TASK DESCRIPTION
Transcribe the data in full and exactly, omitting any pictures.

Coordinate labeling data
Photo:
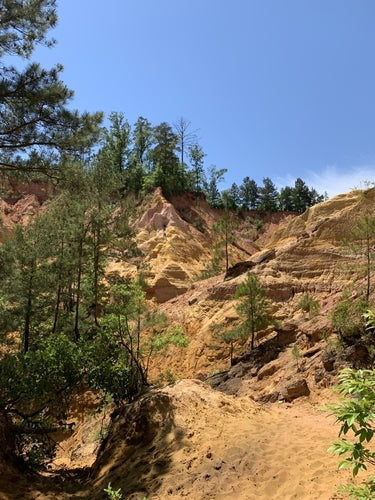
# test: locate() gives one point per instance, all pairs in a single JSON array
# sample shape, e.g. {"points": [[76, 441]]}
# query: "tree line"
{"points": [[169, 156], [75, 322]]}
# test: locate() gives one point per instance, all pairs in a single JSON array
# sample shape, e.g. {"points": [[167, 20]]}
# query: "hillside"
{"points": [[251, 430]]}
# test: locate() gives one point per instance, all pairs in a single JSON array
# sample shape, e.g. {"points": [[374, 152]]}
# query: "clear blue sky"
{"points": [[277, 88]]}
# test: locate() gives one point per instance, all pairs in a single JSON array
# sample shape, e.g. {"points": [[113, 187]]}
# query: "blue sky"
{"points": [[277, 88]]}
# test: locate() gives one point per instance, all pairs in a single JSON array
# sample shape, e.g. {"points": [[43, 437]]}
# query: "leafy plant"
{"points": [[253, 307], [297, 356], [356, 413], [113, 494]]}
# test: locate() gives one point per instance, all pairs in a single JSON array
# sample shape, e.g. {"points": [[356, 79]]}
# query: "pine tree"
{"points": [[37, 130]]}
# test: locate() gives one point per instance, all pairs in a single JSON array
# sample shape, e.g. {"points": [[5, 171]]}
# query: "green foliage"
{"points": [[355, 412], [361, 241], [369, 317], [253, 307], [347, 317], [309, 305], [297, 355], [268, 196], [113, 494]]}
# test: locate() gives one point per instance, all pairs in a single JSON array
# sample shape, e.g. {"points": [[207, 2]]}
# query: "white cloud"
{"points": [[334, 180]]}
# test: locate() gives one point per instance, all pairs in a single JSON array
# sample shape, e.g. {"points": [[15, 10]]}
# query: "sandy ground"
{"points": [[200, 444]]}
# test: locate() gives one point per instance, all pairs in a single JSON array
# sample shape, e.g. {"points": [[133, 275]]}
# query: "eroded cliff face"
{"points": [[297, 255]]}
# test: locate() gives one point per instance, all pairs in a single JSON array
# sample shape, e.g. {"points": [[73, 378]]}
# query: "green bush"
{"points": [[355, 412]]}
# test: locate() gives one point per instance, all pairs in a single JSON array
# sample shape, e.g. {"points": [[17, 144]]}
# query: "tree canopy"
{"points": [[37, 129]]}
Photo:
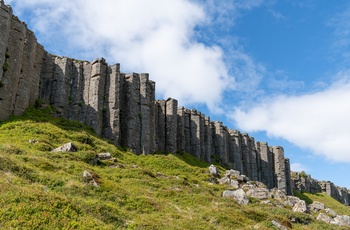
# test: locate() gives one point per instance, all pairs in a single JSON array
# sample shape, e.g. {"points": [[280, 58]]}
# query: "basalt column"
{"points": [[246, 153], [30, 69], [196, 133], [12, 56], [208, 140], [131, 114], [237, 150], [181, 129], [254, 161], [220, 142], [147, 114], [77, 91], [280, 168], [5, 27], [171, 126], [96, 109], [289, 189], [113, 103], [266, 164]]}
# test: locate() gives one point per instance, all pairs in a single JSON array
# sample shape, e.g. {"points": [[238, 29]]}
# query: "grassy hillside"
{"points": [[44, 190]]}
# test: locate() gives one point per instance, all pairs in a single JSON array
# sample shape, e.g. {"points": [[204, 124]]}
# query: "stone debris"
{"points": [[104, 156], [301, 207], [90, 178], [69, 147], [278, 225], [239, 195], [316, 206], [324, 217]]}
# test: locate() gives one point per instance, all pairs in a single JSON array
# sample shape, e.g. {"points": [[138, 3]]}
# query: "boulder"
{"points": [[341, 220], [331, 212], [301, 207], [69, 147], [258, 193], [214, 171], [104, 156], [316, 206], [291, 201], [89, 178], [324, 217], [232, 173], [278, 225], [239, 195]]}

COMPLETE ANSWER
Photo:
# test: locate() gives one point per instance, all pairs in a single JSON array
# sample shape, e.g. {"points": [[76, 441]]}
# query: "tree line"
{"points": [[169, 156], [75, 322]]}
# test: locate() gives one point per instance, all pairs in a single JSON array
# sample shape, e.g. {"points": [[167, 20]]}
# query: "hillside"
{"points": [[251, 430]]}
# test: locate() gives one point per instance, all pairs in a single JSON array
# sample shape, e.g. {"points": [[374, 152]]}
# query: "clear blue sky"
{"points": [[277, 88]]}
# test: locate() gives one point per instance, all pairs in a single JSON array
# sample shape, e.g. {"points": [[113, 187]]}
# query: "blue sky"
{"points": [[277, 88]]}
# test: locate() gives one point per instance, all pairs in a single JSON array
# sample shape, e.g. {"points": [[43, 437]]}
# query: "leafy plant"
{"points": [[253, 307], [297, 356], [356, 413], [113, 494]]}
# test: locate() gives one point per instance, all pairs in a single JSON array
# sample shape, e.g. {"points": [[356, 79]]}
# query: "pine tree"
{"points": [[37, 130]]}
# test: locate() gives one point per instance, all pairs in a single JSON array
# sample shape, e.g. {"points": [[5, 171]]}
# query: "green foliage"
{"points": [[355, 412], [361, 241], [369, 317], [253, 307], [347, 317], [309, 305], [297, 355], [268, 196], [113, 494]]}
# test: locate() gives one point per instance, all pairs in a single JSON array
# sample shape, e.g. {"points": [[207, 2]]}
# query: "white cloud"
{"points": [[334, 180]]}
# test: locate() gives one point per instance, all pairs in a single JSON array
# sample shape, e.g. {"points": [[15, 10]]}
# query: "sandy ground"
{"points": [[200, 444]]}
# test: locate() gives one point per instance, all pairs in a single JSON array
# sample shape, e.g. {"points": [[133, 275]]}
# query: "eroded cliff face"
{"points": [[297, 255]]}
# test: locate() gives one point per instance, all pairs in a single JSON array
# sample shape, e.g. {"points": [[73, 378]]}
# query: "green bush"
{"points": [[355, 412]]}
# test: locate() gives one point per instance, all pairs in a single JSON array
# sample shape, e.g. {"points": [[17, 144]]}
# query: "tree canopy"
{"points": [[37, 129]]}
Photo:
# test: locate() gives one point per instance, all pairs in a single JSON array
# sample shape, e.g. {"points": [[280, 58]]}
# query: "basalt column"
{"points": [[246, 153], [30, 69], [196, 133], [12, 56], [208, 140], [131, 114], [237, 150], [181, 129], [254, 161], [220, 142], [147, 114], [77, 91], [280, 168], [5, 27], [171, 126], [96, 109], [289, 189], [113, 103], [266, 164]]}
# test: locate() gives one point per instance, all pairs in a single JSON array
# sample shape, e.g. {"points": [[238, 29]]}
# query: "grassy hillside"
{"points": [[44, 190]]}
# test: locate() gives one point per instance, all pairs in a single JSON array
# sample shape, e.g. {"points": [[204, 124]]}
# query: "stone debris"
{"points": [[104, 156], [301, 207], [90, 178], [69, 147], [278, 225], [239, 195], [316, 206], [324, 217]]}
# test: locate() gives one point per instance, all pairs in a single JSON array
# sample shape, e.g. {"points": [[138, 3]]}
# query: "boulder"
{"points": [[341, 220], [331, 212], [301, 207], [69, 147], [258, 193], [214, 171], [104, 156], [316, 206], [291, 201], [89, 178], [324, 217], [232, 173], [278, 225], [239, 195]]}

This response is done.